**What needs to be done**.
Replace "drop a dot" with "place a marker" throughout the listing below, leaving everything else the same.

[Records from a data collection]
::::
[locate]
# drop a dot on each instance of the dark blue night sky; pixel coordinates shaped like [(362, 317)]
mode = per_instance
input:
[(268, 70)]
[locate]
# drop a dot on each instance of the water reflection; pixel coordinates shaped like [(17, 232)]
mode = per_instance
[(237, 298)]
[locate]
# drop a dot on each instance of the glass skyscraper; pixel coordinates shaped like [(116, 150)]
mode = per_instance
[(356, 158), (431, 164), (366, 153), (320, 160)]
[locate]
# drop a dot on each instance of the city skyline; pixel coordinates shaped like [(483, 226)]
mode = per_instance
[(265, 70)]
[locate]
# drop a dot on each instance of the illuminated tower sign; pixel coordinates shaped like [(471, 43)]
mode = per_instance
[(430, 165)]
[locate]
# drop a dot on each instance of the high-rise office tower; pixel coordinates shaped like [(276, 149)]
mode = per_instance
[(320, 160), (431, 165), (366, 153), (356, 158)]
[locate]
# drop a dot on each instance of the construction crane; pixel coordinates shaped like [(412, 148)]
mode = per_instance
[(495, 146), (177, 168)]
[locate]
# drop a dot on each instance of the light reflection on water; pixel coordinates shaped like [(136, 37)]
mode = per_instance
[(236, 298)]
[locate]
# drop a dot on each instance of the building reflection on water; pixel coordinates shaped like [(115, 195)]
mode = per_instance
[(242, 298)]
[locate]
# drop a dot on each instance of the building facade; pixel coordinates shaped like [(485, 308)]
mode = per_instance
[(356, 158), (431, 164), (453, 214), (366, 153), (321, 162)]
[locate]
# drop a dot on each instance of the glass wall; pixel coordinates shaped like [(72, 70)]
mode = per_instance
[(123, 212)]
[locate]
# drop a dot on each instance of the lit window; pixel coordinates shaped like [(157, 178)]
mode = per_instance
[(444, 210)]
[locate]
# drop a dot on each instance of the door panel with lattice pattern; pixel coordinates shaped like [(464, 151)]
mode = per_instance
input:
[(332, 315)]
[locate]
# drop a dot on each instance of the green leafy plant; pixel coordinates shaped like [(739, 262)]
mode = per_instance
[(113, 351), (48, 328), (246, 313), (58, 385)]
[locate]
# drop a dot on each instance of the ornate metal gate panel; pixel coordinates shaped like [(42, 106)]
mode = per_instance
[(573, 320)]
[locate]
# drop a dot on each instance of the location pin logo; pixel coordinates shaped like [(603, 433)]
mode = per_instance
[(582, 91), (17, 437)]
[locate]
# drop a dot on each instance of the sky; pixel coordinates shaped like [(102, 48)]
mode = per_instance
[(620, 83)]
::::
**Output**.
[locate]
# place a marker on each instance of the dark blue night sky; pixel coordinates shaped like [(362, 317)]
mode = per_instance
input:
[(268, 70)]
[locate]
# place a marker on each instance of the water reflection; pixel coordinates shaped like [(17, 232)]
mode = per_instance
[(237, 298)]
[locate]
# place a marker on each instance of the glass skyscraper; pixel coordinates shaped like [(116, 150)]
mode = per_instance
[(356, 158), (431, 164), (366, 153), (320, 160)]
[locate]
# place a marker on each instance of the city skyline; pixel coordinates shaped like [(483, 226)]
mode = per_instance
[(265, 70)]
[locate]
# place a marker on each instance of the illuminated tower sign; pixel coordinates shaped like [(471, 43)]
mode = per_instance
[(430, 165)]
[locate]
# place a marker on each instance of the high-rise office tower; pixel coordinates shaped like [(276, 149)]
mode = per_instance
[(320, 160), (431, 165), (366, 153), (356, 158)]
[locate]
# place a marker on each instance of the construction crane; pixel coordinates shaped like [(412, 148)]
mode = per_instance
[(495, 146), (177, 168)]
[locate]
# place a marker on each instance of the light reflection on water; pixel coordinates shaped like [(136, 37)]
mode = per_instance
[(236, 298)]
[locate]
# place a marker on each instance of the building reflection on water; pixel coordinates shaped like [(115, 195)]
mode = per_instance
[(242, 298)]
[locate]
# place a marker on each instance of the building facade; pixel coordinates shaped like [(485, 308)]
mode = per_instance
[(356, 158), (431, 164), (453, 214), (366, 153), (321, 162)]
[locate]
# place a marker on each instance of the glass wall; pixel coordinates shaped like [(72, 70)]
mode = per_instance
[(123, 212)]
[locate]
# place a marker on each instance of the lit window; pixel coordinates shaped like [(157, 178)]
mode = per_instance
[(444, 210)]
[locate]
# place a marker on each instance of the door panel with lattice pattern; pixel coordinates shaped like [(464, 151)]
mode = per_instance
input:
[(332, 315)]
[locate]
# place a marker on each instance of the green leafy plant; pixel coordinates shaped like [(739, 262)]
mode = per_instance
[(113, 351), (48, 328), (246, 313), (58, 385)]
[locate]
# place a marker on each instance of the ornate metal gate panel; pixel coordinates shaped like [(42, 106)]
mode = per_instance
[(573, 320)]
[locate]
# place a marker on each instance of the location pin logo; pixel coordinates shaped like [(603, 433)]
mode = per_instance
[(582, 91), (17, 437)]
[locate]
# place a marker on each instance of the sky; pixel coordinates shaped like [(102, 48)]
mode = per_instance
[(620, 83)]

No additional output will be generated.